▶ [Description of the task] Can you lay out every line of the records below as a Markdown table with two columns, Row for the row number and Text for the line, skipping blank lines and leaving the pictures out?

▶ [Records provided]
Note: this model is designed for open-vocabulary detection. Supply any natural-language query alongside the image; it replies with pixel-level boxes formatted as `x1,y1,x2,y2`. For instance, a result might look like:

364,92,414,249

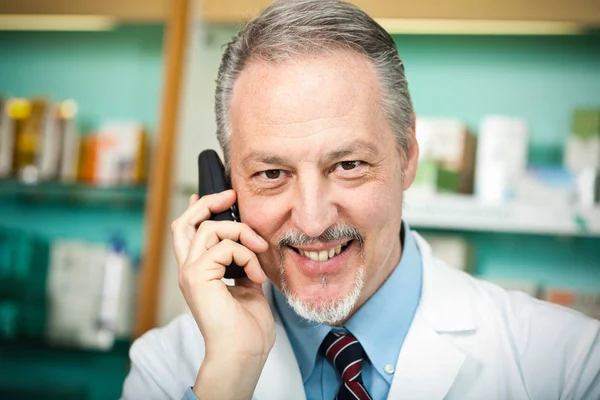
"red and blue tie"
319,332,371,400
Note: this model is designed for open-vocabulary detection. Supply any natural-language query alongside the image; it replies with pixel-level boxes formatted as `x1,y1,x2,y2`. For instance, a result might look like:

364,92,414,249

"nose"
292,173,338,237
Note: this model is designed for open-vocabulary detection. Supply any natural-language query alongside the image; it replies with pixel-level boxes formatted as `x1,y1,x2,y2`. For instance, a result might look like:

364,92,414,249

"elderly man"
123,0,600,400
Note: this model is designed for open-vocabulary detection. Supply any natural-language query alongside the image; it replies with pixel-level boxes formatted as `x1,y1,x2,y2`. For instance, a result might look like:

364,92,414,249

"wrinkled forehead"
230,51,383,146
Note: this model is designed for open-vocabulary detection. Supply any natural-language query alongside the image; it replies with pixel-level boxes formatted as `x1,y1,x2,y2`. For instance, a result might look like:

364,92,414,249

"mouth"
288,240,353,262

▶ [Correct output]
| Row | Text |
|---|---|
| 1 | Note: this model is designed for open-vocabulary detection. Supply any natural-language query alongside the image; it replies with pixel-level boxes formatted as `x1,y1,x2,y2`. For instance, a result might look like: |
| 2 | 364,92,414,249 |
| 3 | "red and blue tie" |
| 4 | 319,332,371,400 |
| 5 | Note: this model is designed for open-vocabulary detection. Supply any natural-language query alongside the image; it replies with pixel-level boxes formatted as `x1,y1,x2,y2`. For instance, a result might look like: |
| 6 | 364,92,414,249 |
| 7 | "nose" |
| 8 | 292,173,338,237 |
| 9 | Note: this model is designed for open-vocabulary detection. Supply any natural-language query alongside the image; it replies with pixel-level boxes formatted as `x1,y1,x2,y2`. For instance, a result might look like: |
| 10 | 364,92,414,249 |
| 11 | "elderly man" |
| 12 | 123,0,600,400 |
| 13 | Note: this model is designed for open-vocabulary detection. Supply any natural-language query alongside the image; it replies with pixel-level boxes formatted as `x1,y1,x2,y2`. For instance, a result might look like: |
| 14 | 364,92,414,249 |
| 15 | "wrinkled forehead" |
| 16 | 230,51,383,146 |
| 17 | Note: this model is designed for open-vocabulary detection. Supply any natural-language query alongside the image; it replies with pixel-level boxes formatted as `x1,y1,x2,y2`. For instance, a result might look like: |
| 18 | 364,92,414,249 |
| 19 | "mouth" |
| 20 | 288,240,353,262 |